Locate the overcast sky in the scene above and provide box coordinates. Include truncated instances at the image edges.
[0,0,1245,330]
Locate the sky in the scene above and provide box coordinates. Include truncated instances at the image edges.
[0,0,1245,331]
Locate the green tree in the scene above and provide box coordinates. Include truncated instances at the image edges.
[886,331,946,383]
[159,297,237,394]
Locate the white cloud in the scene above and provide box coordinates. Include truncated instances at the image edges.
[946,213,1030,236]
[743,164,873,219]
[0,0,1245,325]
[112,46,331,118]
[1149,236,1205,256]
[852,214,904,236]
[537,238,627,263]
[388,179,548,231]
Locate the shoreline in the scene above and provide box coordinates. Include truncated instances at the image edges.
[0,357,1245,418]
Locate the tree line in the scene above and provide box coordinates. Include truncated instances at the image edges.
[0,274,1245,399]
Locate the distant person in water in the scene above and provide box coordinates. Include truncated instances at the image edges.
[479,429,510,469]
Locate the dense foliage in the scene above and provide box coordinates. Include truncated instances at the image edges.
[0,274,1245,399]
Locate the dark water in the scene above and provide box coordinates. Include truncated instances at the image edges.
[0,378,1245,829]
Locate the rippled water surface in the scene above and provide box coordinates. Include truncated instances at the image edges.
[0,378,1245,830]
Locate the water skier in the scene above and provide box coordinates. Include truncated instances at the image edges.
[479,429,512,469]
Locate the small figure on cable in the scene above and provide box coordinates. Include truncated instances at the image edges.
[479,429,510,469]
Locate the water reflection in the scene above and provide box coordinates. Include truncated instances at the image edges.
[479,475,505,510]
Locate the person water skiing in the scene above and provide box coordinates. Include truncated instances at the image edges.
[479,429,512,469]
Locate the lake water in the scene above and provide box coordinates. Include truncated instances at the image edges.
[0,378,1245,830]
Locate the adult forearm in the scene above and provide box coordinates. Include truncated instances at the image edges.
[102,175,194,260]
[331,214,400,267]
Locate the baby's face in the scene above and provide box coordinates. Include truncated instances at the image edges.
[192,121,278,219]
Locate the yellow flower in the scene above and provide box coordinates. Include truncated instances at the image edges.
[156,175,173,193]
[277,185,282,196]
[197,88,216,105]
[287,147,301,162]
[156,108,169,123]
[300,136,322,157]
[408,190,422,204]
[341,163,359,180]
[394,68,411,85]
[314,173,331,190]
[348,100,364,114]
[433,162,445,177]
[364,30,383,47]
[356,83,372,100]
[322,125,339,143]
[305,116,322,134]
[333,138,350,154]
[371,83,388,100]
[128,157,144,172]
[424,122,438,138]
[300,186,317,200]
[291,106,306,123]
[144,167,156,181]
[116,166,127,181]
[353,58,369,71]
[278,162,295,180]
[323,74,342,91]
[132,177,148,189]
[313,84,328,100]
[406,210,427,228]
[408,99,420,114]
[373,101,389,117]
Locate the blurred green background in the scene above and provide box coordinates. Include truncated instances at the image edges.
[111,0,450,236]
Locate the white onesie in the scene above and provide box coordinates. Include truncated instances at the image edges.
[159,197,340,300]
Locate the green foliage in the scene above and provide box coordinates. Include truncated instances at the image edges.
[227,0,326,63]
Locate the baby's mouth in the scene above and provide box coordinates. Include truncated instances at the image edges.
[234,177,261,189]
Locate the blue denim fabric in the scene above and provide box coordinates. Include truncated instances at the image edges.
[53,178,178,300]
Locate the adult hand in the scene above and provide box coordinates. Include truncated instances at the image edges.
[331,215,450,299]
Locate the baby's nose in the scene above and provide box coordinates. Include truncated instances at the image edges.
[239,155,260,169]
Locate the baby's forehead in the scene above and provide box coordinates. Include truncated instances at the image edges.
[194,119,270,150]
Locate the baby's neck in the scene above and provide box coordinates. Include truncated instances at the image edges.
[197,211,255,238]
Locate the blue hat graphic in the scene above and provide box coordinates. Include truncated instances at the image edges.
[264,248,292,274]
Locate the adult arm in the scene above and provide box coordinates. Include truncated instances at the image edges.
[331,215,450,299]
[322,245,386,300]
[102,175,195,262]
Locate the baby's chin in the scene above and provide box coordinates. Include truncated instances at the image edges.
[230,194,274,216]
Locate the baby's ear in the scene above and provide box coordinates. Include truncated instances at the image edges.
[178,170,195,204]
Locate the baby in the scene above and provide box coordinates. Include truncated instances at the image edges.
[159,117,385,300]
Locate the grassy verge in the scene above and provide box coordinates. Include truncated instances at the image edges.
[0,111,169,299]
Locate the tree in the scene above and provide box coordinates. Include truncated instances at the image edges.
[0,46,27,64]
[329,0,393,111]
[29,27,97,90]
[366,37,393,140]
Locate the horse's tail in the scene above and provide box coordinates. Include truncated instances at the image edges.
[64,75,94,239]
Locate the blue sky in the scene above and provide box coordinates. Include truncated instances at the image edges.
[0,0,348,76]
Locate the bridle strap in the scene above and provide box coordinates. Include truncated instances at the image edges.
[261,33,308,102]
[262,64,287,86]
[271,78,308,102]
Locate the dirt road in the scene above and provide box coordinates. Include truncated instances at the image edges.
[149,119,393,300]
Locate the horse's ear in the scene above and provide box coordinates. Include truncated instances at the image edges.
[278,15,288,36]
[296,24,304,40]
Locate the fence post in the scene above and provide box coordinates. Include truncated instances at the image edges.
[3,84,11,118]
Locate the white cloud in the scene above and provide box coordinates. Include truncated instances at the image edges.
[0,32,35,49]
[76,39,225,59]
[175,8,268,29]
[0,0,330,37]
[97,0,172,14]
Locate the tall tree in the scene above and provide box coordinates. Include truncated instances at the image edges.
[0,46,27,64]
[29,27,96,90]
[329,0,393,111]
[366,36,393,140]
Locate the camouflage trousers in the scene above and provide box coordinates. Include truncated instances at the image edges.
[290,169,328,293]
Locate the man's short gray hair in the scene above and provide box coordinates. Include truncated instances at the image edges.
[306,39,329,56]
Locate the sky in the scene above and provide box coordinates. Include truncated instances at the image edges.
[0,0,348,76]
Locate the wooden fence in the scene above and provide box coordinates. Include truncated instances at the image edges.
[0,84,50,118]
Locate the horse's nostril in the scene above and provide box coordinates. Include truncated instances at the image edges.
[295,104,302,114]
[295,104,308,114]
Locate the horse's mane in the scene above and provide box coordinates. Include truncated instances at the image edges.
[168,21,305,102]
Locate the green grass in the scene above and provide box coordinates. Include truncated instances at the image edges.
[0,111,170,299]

------------------------------------------------

**Task objective:** Rewrite all of the material above with every "truncated" changed to "partially visible" and nothing else altered.

**Task response:**
Locate the overcast sky in the scene above and provide box coordinates. Include partially visible instances at the image edges.
[0,0,1245,330]
Locate the sky in the scene above and provide box coordinates. Include partially visible instances at the image edges.
[0,0,1245,331]
Locate the green tree in the scene above and provide box coordinates. Include partially visible instances at the image edges.
[886,331,946,383]
[159,297,237,394]
Locate the white cloud in the scene above and provide box coordinates. Include partially visible instances at the image edges.
[946,213,1030,236]
[743,164,873,219]
[0,0,1245,325]
[112,46,331,118]
[1149,236,1205,256]
[852,214,904,236]
[537,238,627,263]
[388,179,548,231]
Locate the shoreline in the scene above and provide box coordinates. Include partially visible instances at the image edges.
[0,357,1245,418]
Locate the tree line in the scene above and provide box coordinates. Include partially visible instances at the image edges.
[0,274,1245,399]
Locate the distant person in water in the scene above and provide box coordinates. Include partially visible instances at the image edges.
[479,429,510,469]
Locate the dense foliage in the scene above and provide box coordinates. Include partially visible instances at the image edges.
[0,274,1245,399]
Locate the dark water in the scene above and provide box coordinates. Include partially visible instances at the image edges.
[0,378,1245,829]
Locate the rippled water surface in the scene above and provide box coordinates. Include partially visible instances at the image edges.
[0,378,1245,830]
Locate the water skier in the scene above and provide box coordinates. Include partially visible instances at the image edges.
[479,429,512,469]
Locate the small figure on cable in the scene above and provide box coordinates. Include partially visible instances at the image edges.
[479,429,510,469]
Locate the water reflection in the scene above and provide box coordinates. Include partially visible instances at the image edges.
[479,475,505,510]
Locate the person water skiing in the scene above and provide box coordinates. Include partially visible instances at the image edges.
[479,429,512,469]
Locate the lake water in the scene above and provide box coordinates. Include partially visible instances at the image edges.
[0,378,1245,830]
Locate the adult forearm in the scene above and provide box coordinates. Include partially visible instances at the image edges.
[102,175,194,260]
[331,214,400,267]
Locate the baby's face in the scene above and provide box coordinates. Include partially visible instances at the image edges.
[192,121,278,219]
Locate the yellow flower in the scene above and provide box coordinates. Include partially visible instances at the image edges.
[156,175,173,193]
[277,185,282,196]
[197,88,216,105]
[287,147,301,162]
[156,108,169,123]
[300,136,322,157]
[408,190,422,204]
[341,163,359,180]
[394,68,411,85]
[314,173,331,190]
[348,100,364,114]
[433,162,445,177]
[364,30,383,47]
[356,83,372,100]
[322,125,339,143]
[305,116,322,134]
[333,138,350,154]
[371,83,388,100]
[128,157,144,172]
[424,122,438,138]
[300,186,317,200]
[291,106,306,123]
[144,167,156,181]
[116,166,127,181]
[353,58,369,71]
[278,162,295,180]
[323,74,342,91]
[132,177,148,189]
[313,84,328,100]
[406,210,427,228]
[408,99,420,114]
[373,101,389,117]
Locate the blurred green background in the scene above and provide box coordinates. Include partially visible instances at the image edges.
[111,0,450,236]
Locate the white onesie in the scene above and provide box coordinates. Include partially visible instances at the image edges.
[159,197,340,300]
Locate the green foliage in the scene above and provide box coordinates. Include partially visible instances at the image edges.
[227,0,326,63]
Locate the baby's mouth in the scene above and provide box coordinates. Include partially visible instances at the image edges.
[234,177,261,189]
Locate the blue denim fabric in the scene above and provide box coordinates. Include partially visible instances at the image edges.
[53,178,178,300]
Locate the adult hand in the scene above and provide box coordinates. Include partially visible instances at the image edges.
[331,215,450,299]
Locate the baby's nose in the scene above and provide box coordinates. Include partially visible instances at the image edges.
[239,155,260,169]
Locate the baby's forehead in the scene above and provide box coordinates. Include partially visible instances at the image edges.
[194,119,270,150]
Locate the baby's neck in the scene above and provide box coordinates. Include partially visible instances at the image edges.
[197,211,255,238]
Locate the blue hat graphic in the scene above and provide box coordinates. Include partially visible instances at the image edges.
[264,248,292,274]
Locate the adult arm in the scene above and provide box coordinates. Include partially visible instances at the image edges.
[331,215,450,299]
[322,245,386,300]
[102,175,195,262]
Locate the baby's chin in the scene above and provide box coordinates. Include partially visible instances at the image edges.
[230,194,274,216]
Locate the baby's ear in the scene above and provide box coordinates. Include partially visible instances at the image edges.
[178,170,195,204]
Locate the baby in the scene above and provide box coordinates. Include partially visible instances at the image edges.
[159,117,385,300]
Locate the grassy verge in the scene above and provide box coordinates. Include partially visible instances at the image edges.
[0,111,169,299]
Locate the tree in the scene above and provide box coordinates. Include partially visible instances at the image edges.
[0,46,27,64]
[329,0,393,111]
[29,27,97,90]
[366,37,393,140]
Locate the horse's tail in the scene above and provide box coordinates. Include partially visible instances at the image edges.
[64,75,94,239]
Locate the blue sky in the scene above and provide box coordinates. Include partially visible instances at the image edges.
[0,0,348,76]
Locate the bridle strap in the scene above and provide box coordinates. Include partially visible instances at the image edges.
[261,33,308,102]
[262,64,287,86]
[271,78,308,102]
Locate the dirt road in the scene above and provide box coordinates. Include partially visible instances at the image edges.
[149,119,393,300]
Locate the horse's ear in the scene above and provide box coordinates. Include partially visible instances at the image edges.
[278,15,288,36]
[296,24,304,40]
Locate the fence post in the scene above and provide box coordinates. Include partially visible instances at the image edges.
[3,84,11,118]
Locate the white cloud in the scene above and provide box coordinates. Include partially visible instances at the image edges.
[0,32,35,49]
[76,39,225,59]
[175,8,268,29]
[0,0,330,37]
[97,0,172,14]
Locate the tall tree in the scene above and provide box coordinates. Include partially visible instances at the image edges.
[0,46,27,64]
[29,27,96,90]
[329,0,393,111]
[366,36,393,140]
Locate the camouflage trousers in the scene above and provide box coordinates. Include partially visible instances at the image edges.
[290,169,328,293]
Locate the man's short gray hair in the scene above and provide box coordinates. Include partially visible instances at the image edges.
[306,39,329,56]
Locate the sky in the scene above and provide box coordinates. Include partially visible instances at the image edges.
[0,0,348,76]
Locate the wooden fence in the scene above and provide box coordinates. Include partially visible instances at the image edges.
[0,84,50,118]
Locate the horse's nostril in the scene above and provide box coordinates. Include partially visible instances at the image edges.
[295,104,302,114]
[295,104,308,114]
Locate the horse's mane in the scene above and provide box coordinates. Include partially visible instances at the image edges.
[168,21,305,102]
Locate the green grass in the scene above and provide box coordinates. Include partially visible instances at the image edges.
[0,111,170,299]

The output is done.